== Your objective ==
Copy out the items from the line containing "plain in the photo above." through the last line, with every "field log" changed to "survey log" and nothing else touched.

— begin Given records —

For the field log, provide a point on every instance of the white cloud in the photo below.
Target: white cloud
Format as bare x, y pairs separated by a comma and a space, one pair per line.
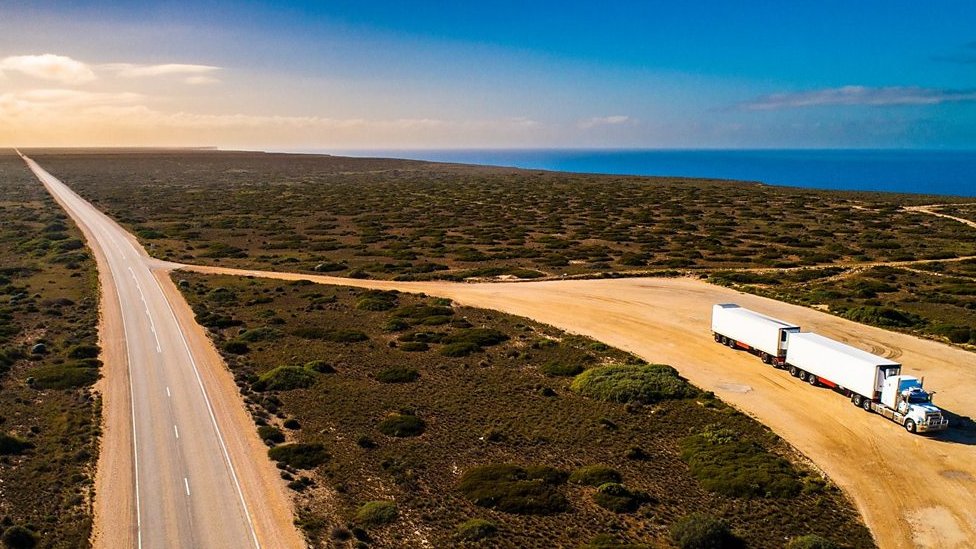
195, 74
614, 120
49, 67
860, 95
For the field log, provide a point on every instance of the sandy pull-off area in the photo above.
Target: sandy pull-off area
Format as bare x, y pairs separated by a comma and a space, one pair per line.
914, 491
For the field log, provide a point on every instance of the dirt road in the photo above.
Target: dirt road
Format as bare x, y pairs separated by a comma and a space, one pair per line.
913, 491
181, 464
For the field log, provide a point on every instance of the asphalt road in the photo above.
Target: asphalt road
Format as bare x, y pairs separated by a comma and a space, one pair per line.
185, 489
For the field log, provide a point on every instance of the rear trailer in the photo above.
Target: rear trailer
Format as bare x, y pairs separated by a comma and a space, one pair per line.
762, 335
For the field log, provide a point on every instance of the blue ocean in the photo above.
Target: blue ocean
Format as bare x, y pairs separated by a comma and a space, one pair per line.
903, 171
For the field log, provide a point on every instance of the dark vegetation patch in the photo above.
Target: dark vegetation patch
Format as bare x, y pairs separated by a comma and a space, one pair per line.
728, 465
513, 489
640, 383
488, 409
299, 455
49, 417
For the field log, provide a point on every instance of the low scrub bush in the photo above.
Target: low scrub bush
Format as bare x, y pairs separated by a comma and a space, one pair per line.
701, 531
594, 475
299, 455
397, 374
401, 426
482, 337
616, 497
811, 541
320, 366
376, 513
326, 334
461, 349
640, 383
13, 445
284, 378
272, 434
513, 489
476, 529
727, 465
63, 376
559, 369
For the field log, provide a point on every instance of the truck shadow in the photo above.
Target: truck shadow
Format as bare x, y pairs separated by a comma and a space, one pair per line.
962, 429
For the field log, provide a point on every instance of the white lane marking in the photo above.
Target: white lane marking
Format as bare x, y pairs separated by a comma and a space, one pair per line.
152, 325
46, 179
213, 418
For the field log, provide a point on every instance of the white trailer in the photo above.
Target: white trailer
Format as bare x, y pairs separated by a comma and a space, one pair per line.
741, 328
872, 382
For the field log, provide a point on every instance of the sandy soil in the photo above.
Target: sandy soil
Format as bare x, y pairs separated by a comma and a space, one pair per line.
913, 491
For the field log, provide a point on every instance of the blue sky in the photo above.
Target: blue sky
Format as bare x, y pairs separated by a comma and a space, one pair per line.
878, 74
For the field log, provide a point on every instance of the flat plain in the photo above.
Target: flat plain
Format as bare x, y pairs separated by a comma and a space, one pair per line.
49, 416
408, 220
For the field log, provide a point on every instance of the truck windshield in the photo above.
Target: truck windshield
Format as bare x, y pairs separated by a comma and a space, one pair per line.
918, 398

— end Given records —

== Solved problem ==
For the survey log, provide a point on every instance of the flat plain in the photo above.
Target: flat plain
Format as bare x, y pairs separated by a comma and a space, one pair per line.
49, 416
408, 220
For the survey log, provide a point on every instance of the truck windshield in the photo above.
Target: truck windshield
Format as bare x, y pairs separated by a comma and a space, one pair per line.
918, 398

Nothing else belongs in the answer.